— Required task A —
Copy the records that follow the bridge failure notebook below line for line, leaving the pictures out of your copy.

--- start of Provided passage ---

# Validation Error Analysis - Bridge Failure Prediction

In [1]:
import pandas as pd
from src.validation.data_validation import DataValidator, DataValidationError
df = pd.read_csv('../data/processed/features.csv')

## Schema and Required Columns

In [2]:
schema = {
    "structure_id": "object",
    "inspection_date": "datetime64[ns]",
    "last_maintenance_date": "datetime64[ns]",
    "avg_daily_traffic": "float64",
    "bridge_condition": "object",
    "failure_within_1yr": "int64",
    "latitude": "float64",
    "longitude": "float64",
    "precipitation": "float64",
    "avg_temp": "float64",
    "corrosion_level": "float64",
    "previous_failures": "int64",
    "soil_type": "object",
    "region_code": "object"
}

## Find and Analyze Validation Errors

In [3]:
validator = DataValidator(schema=schema)
try:
    validator.validate_columns(df)
    df_ok = validator.validate_types(df)
    print('Validation PASSED')
except DataValidationError as e:
    print('Validation FAILED:', e)
    # Example: find rows with type errors
    for col, dtype in schema.items():
        try:
            df[col].astype(dtype)

--- end of Provided passage ---
--- start of Supplied data ---

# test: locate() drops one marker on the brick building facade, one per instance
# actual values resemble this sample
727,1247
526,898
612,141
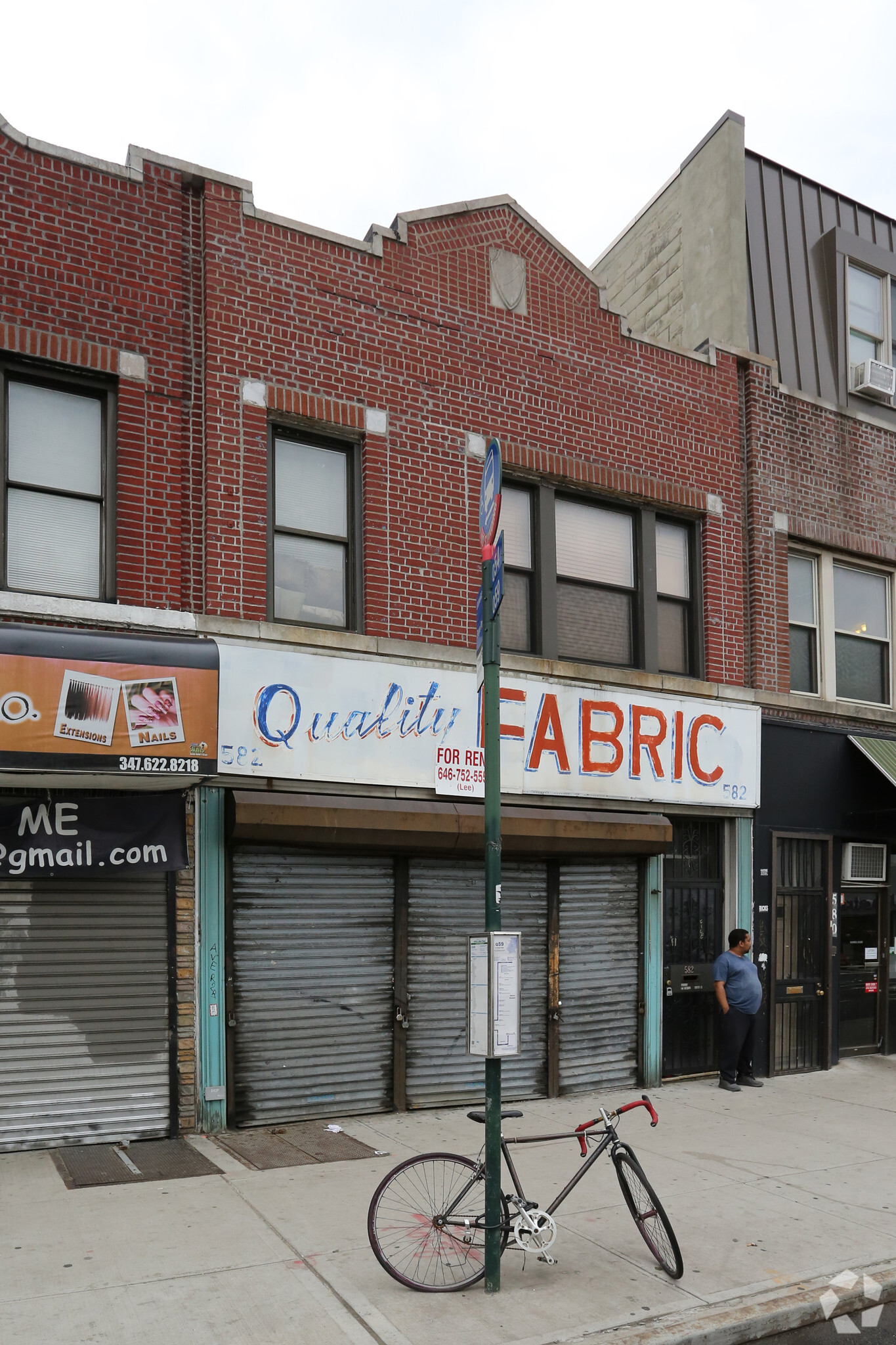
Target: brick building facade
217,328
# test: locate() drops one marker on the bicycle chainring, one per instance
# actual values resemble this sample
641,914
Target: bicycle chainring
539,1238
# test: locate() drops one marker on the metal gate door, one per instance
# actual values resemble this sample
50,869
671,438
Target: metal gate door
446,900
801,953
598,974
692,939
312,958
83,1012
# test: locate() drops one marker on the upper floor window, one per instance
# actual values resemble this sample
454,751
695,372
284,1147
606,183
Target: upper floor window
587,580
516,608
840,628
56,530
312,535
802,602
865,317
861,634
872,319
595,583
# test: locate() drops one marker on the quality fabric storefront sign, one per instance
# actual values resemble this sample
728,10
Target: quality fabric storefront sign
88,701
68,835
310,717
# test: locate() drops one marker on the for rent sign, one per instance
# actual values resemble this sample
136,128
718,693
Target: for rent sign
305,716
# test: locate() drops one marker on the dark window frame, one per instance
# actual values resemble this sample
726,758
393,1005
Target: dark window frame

--- end of Supplied data ---

— Required task B —
In the bridge failure notebook above, which columns does the schema give the type "float64"?

— Written answer A —
# test: locate() drops one marker on the brick building facade, one per instance
# actual values resemble this sample
727,1247
526,898
612,141
Target: brick building facade
217,328
# test: locate() drops one marker on the bicycle chainring, one per instance
# actual values resemble this sample
641,914
Target: bicycle chainring
539,1238
# test: locate() drops one marker on the metal gate door, one per instance
# actual values resemble this sample
50,869
671,438
Target: metal gate door
446,900
801,953
598,974
692,939
312,958
83,1012
# test: locate() drops one marker on the upper floor window, one per instance
# actual values resemble this sample
454,751
695,372
284,1147
606,183
Target: upper floor window
587,580
516,608
840,628
56,530
312,535
802,602
865,317
861,634
872,319
595,583
# test: locate() drops one marker on the quality fabric storefront sign, one per instance
# actual values resemble this sample
728,10
Target: quality fabric storefront sign
88,701
68,835
310,717
# test: locate() drops one marker on the for rent sign, one per instance
# actual values resemble this sample
136,128
718,693
Target: for rent sign
305,716
# test: locate() drops one marker on the dark window frame, one per instance
# actual values resemble this sample
726,758
393,1005
Target: dark window frame

— Written answer B —
avg_daily_traffic
latitude
longitude
precipitation
avg_temp
corrosion_level